Records for this exercise.
####################

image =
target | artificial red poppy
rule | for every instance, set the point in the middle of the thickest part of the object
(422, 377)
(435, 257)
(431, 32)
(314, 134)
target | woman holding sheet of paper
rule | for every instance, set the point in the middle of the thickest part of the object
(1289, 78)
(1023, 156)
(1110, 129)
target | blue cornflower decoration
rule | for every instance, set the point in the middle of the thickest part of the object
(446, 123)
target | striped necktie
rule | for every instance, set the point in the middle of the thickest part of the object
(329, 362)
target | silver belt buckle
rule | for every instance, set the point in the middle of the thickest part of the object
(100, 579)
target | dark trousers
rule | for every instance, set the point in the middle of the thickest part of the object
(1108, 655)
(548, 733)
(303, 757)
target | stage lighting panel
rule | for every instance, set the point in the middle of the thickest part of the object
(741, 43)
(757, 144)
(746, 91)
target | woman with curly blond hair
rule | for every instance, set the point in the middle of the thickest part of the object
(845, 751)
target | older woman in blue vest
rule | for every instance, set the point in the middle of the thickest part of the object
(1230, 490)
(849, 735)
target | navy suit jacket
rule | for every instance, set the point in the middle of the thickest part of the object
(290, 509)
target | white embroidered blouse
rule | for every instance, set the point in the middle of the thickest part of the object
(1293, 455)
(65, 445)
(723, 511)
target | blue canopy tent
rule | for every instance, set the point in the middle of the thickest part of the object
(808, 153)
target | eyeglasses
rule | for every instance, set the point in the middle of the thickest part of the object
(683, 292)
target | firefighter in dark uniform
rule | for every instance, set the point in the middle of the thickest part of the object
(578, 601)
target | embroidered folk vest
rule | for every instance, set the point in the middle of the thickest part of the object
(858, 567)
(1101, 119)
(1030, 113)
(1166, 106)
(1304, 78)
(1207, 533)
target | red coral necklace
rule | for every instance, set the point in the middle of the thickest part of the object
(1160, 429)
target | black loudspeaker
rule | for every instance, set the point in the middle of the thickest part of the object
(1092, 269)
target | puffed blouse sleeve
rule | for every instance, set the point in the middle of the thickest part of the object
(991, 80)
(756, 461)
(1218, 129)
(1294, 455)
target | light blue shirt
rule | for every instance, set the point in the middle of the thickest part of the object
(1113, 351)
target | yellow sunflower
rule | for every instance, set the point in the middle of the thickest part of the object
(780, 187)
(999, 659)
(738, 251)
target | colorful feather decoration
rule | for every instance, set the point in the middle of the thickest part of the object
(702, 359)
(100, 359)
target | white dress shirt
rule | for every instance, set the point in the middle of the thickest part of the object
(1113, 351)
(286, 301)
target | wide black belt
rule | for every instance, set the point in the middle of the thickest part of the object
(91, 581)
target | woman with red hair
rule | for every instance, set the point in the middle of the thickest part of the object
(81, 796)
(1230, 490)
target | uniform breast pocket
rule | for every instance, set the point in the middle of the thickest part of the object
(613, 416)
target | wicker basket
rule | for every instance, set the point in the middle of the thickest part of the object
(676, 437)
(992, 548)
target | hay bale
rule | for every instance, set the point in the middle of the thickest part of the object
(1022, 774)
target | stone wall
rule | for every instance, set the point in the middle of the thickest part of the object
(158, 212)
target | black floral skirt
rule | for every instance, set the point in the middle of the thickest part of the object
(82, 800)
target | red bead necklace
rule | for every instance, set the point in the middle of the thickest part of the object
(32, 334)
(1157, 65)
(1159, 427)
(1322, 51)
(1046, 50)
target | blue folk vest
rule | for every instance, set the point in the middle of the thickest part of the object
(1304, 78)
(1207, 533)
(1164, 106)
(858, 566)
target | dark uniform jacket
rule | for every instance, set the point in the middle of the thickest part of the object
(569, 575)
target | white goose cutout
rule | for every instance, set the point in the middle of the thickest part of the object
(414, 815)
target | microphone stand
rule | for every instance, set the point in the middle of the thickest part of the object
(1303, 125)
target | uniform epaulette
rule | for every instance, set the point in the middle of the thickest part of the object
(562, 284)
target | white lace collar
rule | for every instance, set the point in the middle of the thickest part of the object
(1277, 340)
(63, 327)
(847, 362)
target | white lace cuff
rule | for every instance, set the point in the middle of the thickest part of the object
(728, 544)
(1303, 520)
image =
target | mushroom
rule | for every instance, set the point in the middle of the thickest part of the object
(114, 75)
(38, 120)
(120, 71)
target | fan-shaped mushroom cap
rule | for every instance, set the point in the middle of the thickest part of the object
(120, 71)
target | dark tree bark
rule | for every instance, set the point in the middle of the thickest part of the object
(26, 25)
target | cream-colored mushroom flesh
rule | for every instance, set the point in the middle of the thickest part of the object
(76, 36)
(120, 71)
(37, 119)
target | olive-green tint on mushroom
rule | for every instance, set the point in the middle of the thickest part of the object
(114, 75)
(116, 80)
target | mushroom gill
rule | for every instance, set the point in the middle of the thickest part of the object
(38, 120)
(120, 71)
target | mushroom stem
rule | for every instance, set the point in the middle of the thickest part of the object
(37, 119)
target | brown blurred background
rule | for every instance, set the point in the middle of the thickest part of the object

####################

What you should do.
Please copy the entries from the line that contains "target | blue folk vest" through the line that contains "(1303, 125)", both included, and substitute "swan" for "goose". Leave everything else unchanged.

Final result.
target | blue folk vest
rule | for every instance, set the point in the middle of the thickest part of the object
(1304, 78)
(1207, 533)
(1164, 106)
(858, 566)
target | dark uniform jacket
rule | for every instance, set the point in the middle of the thickest part of the object
(569, 575)
target | white swan cutout
rule | for every instance, set the point in the middle of the thickest part of the object
(414, 815)
target | microphone stand
rule | for every instance, set the point in the middle of the thickest part of the object
(1303, 125)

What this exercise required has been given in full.